研究は、LIFE Study(*)のデータをもとに行われました。LIFE Studyに参加した妊娠を希望するカップル501組のうち研究期間中に単胎妊娠した344組のカップルを対象に、妊娠前から妊娠時、妊娠初期のカップルのライフスタイル(タバコ、カフェイン、アルコール、マルチビタミンサプリメント)と流産の関係を調べました。
カップルのライフスタイルは、喫煙やカフェイン入りの飲み物、アルコール、そして、マルチビタミンのサプリメントの摂取について、毎日、記録してもらい、その後の流産の有無との関連を解析しました。
その結果、98組のカップルが流産し、女性の年齢が35歳以上であること、また、カップルが妊娠前から1日に2杯以上のカフェイン入り飲料を飲むことが流産のリスク上昇に、反対に、女性が妊娠前からマルチビタミンミネラルのサプリメントを摂取することが流産のリスク低下に、それぞれ、統計学的に有意に関連しました。
+++++
## 課題 1
本文について、次の問いに答えよ。
(a) LIFE Studyに参加した妊娠を希望するカップルは何組か。
(b) 研究の結果、流産したカップルは何組か。
(c) 流産のリスク上昇と有意に関連した女性の年齢は何歳以上か。
## 課題 2
本文の「カップルのライフスタイルは、」から「計学的に有意に関連しました。」までを、その両方を含めてそのまま書き写せ。
この一覧は本文とは関係がない。

ポイント位置特定データ
+++++
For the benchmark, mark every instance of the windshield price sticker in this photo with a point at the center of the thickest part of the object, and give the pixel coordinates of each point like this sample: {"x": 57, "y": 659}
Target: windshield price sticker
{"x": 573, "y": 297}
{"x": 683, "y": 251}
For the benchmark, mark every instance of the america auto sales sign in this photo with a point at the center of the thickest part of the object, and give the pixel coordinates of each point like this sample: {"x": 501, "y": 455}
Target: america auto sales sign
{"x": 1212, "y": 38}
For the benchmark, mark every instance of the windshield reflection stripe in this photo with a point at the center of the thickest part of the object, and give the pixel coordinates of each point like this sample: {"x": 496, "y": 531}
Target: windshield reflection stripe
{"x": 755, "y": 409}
+++++
## 解答 1
(a) 501組
(b) 98組
(c) 35歳以上

## 解答 2
カップルのライフスタイルは、喫煙やカフェイン入りの飲み物、アルコール、そして、マルチビタミンのサプリメントの摂取について、毎日、記録してもらい、その後の流産の有無との関連を解析しました。
その結果、98組のカップルが流産し、女性の年齢が35歳以上であること、また、カップルが妊娠前から1日に2杯以上のカフェイン入り飲料を飲むことが流産のリスク上昇に、反対に、女性が妊娠前からマルチビタミンミネラルのサプリメントを摂取することが流産のリスク低下に、それぞれ、統計学的に有意に関連しました。